## Okuma metni
================

İslam, sadece namaz kılmak oruç tutmak ve kelimeyi şahadet getirmek hac ve zekatla bitmiyor. İslam bir hayat nizamıdır. Uymamız gereken bir bütündür. Sosyal bir dindir. Bir siyasinin HDP tarafından desteklenmesini anormal karşılarken, 21 yıldır Türkiye'yi çok sıkı bir anlayışla yönetirken daha önce sana çok kere yazdığım halde bir türlü sana etki etmeyen PKK ile Oslo-İmralı-Kandil-HDP görüşmeleri sonucunda oluşan PKK ve APO sevecenliğinin ülkeyi getirdiği noktayı düzeltmek için yapılan operasyonlarda 800 e yakın bordo bereli, özel kuvvetler askerleri ve Özel harekat polisleri şehit oldu. Ve bir çokları da yaralandı. Bu şehitlerden birisi senin çocuğun olsa idi ne yapardın?

================

## Verilen malzeme
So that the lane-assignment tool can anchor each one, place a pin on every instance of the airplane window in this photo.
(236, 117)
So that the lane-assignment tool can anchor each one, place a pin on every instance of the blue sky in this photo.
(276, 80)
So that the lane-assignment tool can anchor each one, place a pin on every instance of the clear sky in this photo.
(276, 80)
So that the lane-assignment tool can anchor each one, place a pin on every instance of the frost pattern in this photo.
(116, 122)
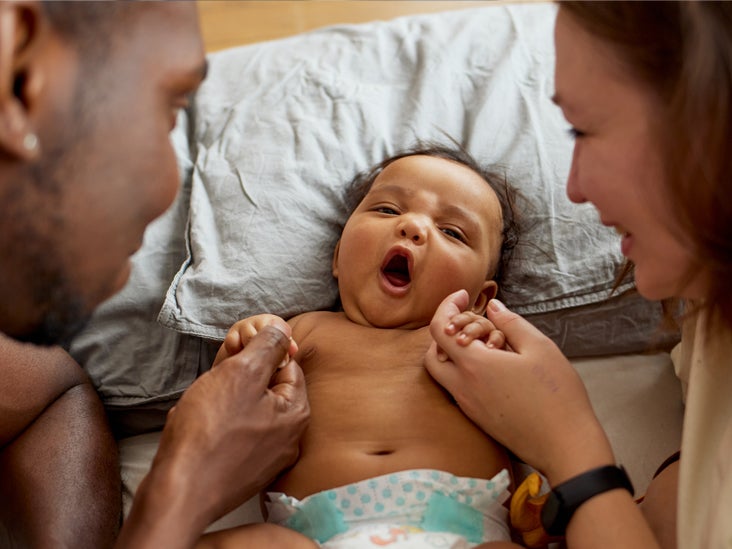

================

## Verilen görev 1
Aşağıdaki ifadelerin İslam hakkındaki metinle uyuşup uyuşmadığını belirtin. Her biri için evet ya da hayır deyin ve kararı belirleyen sözleri metinden aynen alıntılayın.
(a) İslam bir hayat nizamıdır.
(b) Operasyonlarda 800'e yakın bordo bereli, özel kuvvetler askeri ve özel harekât polisi şehit oldu.
(c) İslam bireysel bir dindir.
## Verilen görev 2
İslam hakkındaki metni son cümlesinden sonra devralıp sürdürün.

## Cevap 1
(a) Evet: "İslam bir hayat nizamıdır."
(b) Evet: "800 e yakın bordo bereli, özel kuvvetler askerleri ve Özel harekat polisleri şehit oldu."
(c) Hayır: "Sosyal bir dindir."

## Cevap 2
Ülke neden o durumu getirildi? Daha Kuzey Irakta şehit edilen deşifre edilen güvenlik güçlerini yazmadım bile. Şimdi PKK’nın başı ve 40 bin insanın katili ve ekonomimizin ülke kalkınmasına değil de terör belasına; yani boş yere harcanmasını sağlayan Öcalan İtinin yattığı İmralı'ya destek yardım için adam gönderiliyor. Buna ses etmiyorsun. Bırakın ülkücü olarak bunu karşı çıkmayı, bir Müslüman olarak karşı çıkmadığın gibi sağ duyu sahibi sıradan bir insan olarak ta karşı çıkma erdemini gösteremediniz. Daha Türkiye'nin planlı işgali olan göçmen ve sığınmacı istilasından bahsetmedim bile. Hem paramız hem güvenliğimiz hem de yarınlarımız gidiyor. Sen ise kendi kendine sahte bir avunma ile kendi kendine avunuyorsun.
….. Efendi, bu memlekette Kılıçdaroğlu meselesi yok. Bu memlekette Türk Milliyetçiliğini ayaklarımın altına aldım ve bunlar kan içiciler diyenlerin ve onlara destek verenlerin ülkeyi getirdikleri son durumda beka meselesi var. Bütün işaretleri her tarafta açık seçik görülürken gözlerinle bunu göremiyor, aklınla bunu fark edemiyorsan benim gözlerimin önüne perde olma ve aklımla da dalga geçme....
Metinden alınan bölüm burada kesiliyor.